## PASSAGE PROVIDED

"Water shapes its course according to the nature of the ground over which it flows; the soldier works out his victory in relation to the foe whom he is facing. Therefore, just as water retains no constant shape, so in warfare there are no constant conditions."
-
Sun Tzu

Monday, March 24, 2008

Game Plan Week of March 23: Don't get too Excited

Last week was a perfect example on why it makes sense to have a game plan: I anticipated a FED rate cut and envisioned continued strength in the commodities sector. Obviously, the later didn't happen. Prices where not moving the way I wanted them to move, so I just got out of my Gold position to lock in some profits. I've been long of Gold since early January.

Here is what I found remarkable: several writers argued that disappointment about the FED's 75 base point rate cut have triggered the sell-off. I don't buy that. In that case, the stock market should have sold off as well, but we saw a classical post-FED rally so far.


My thesis is (and I can't prove it yet): the big guys are starting to shift their money back to equities. Remember: big (hedge) funds need to sell when they can, not when they want to. I'm watching commodities very closely, we'll see next week how this plays out.

Anyways, let's face it: the US equity market had three problems:

1) Liquidity crises
2) Inflation
3) Housing bust


The FED solved 1), if commodities keep falling, fear because of 2) will diminish, so there is only the housing problem left, which unfortunately is the most difficult one.

## RECORDS PROVIDED
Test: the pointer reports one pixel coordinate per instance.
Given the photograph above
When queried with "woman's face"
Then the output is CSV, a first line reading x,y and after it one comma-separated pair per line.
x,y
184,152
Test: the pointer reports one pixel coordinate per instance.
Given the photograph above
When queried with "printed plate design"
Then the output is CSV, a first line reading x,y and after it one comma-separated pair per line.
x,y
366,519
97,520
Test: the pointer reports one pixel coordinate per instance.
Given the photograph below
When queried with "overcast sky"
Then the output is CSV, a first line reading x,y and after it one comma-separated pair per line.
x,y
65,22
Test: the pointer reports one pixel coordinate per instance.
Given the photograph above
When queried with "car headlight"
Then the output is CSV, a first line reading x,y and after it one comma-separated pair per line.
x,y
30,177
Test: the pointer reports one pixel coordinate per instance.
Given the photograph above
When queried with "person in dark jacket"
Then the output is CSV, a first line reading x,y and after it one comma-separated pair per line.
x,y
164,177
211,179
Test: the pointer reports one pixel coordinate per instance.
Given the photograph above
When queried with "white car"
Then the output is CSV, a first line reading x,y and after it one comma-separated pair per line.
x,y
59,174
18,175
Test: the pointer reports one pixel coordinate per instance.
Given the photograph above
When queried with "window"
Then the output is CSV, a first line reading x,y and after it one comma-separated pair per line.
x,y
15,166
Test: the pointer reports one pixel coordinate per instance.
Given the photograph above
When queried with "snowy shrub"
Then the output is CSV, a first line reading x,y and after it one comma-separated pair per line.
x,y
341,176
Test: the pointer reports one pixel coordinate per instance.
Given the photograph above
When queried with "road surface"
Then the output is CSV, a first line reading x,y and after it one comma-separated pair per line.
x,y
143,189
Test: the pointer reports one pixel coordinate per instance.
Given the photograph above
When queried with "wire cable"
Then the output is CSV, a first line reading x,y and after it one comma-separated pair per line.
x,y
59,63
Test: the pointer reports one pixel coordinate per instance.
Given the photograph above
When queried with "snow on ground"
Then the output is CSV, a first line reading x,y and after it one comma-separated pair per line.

## TASK 1
Quote the market post in full, word for word.
## TASK 2
Pull out every line of the listing that contains the string "queried".
The market post and the listing have no connection to each other.

## PROBLEM SOLUTION 1
"Water shapes its course according to the nature of the ground over which it flows; the soldier works out his victory in relation to the foe whom he is facing. Therefore, just as water retains no constant shape, so in warfare there are no constant conditions."
-
Sun Tzu

Monday, March 24, 2008

Game Plan Week of March 23: Don't get too Excited

Last week was a perfect example on why it makes sense to have a game plan: I anticipated a FED rate cut and envisioned continued strength in the commodities sector. Obviously, the later didn't happen. Prices where not moving the way I wanted them to move, so I just got out of my Gold position to lock in some profits. I've been long of Gold since early January.

Here is what I found remarkable: several writers argued that disappointment about the FED's 75 base point rate cut have triggered the sell-off. I don't buy that. In that case, the stock market should have sold off as well, but we saw a classical post-FED rally so far.


My thesis is (and I can't prove it yet): the big guys are starting to shift their money back to equities. Remember: big (hedge) funds need to sell when they can, not when they want to. I'm watching commodities very closely, we'll see next week how this plays out.

Anyways, let's face it: the US equity market had three problems:

1) Liquidity crises
2) Inflation
3) Housing bust


The FED solved 1), if commodities keep falling, fear because of 2) will diminish, so there is only the housing problem left, which unfortunately is the most difficult one.

## PROBLEM SOLUTION 2
When queried with "woman's face"
When queried with "printed plate design"
When queried with "overcast sky"
When queried with "car headlight"
When queried with "person in dark jacket"
When queried with "white car"
When queried with "window"
When queried with "snowy shrub"
When queried with "road surface"
When queried with "wire cable"
When queried with "snow on ground"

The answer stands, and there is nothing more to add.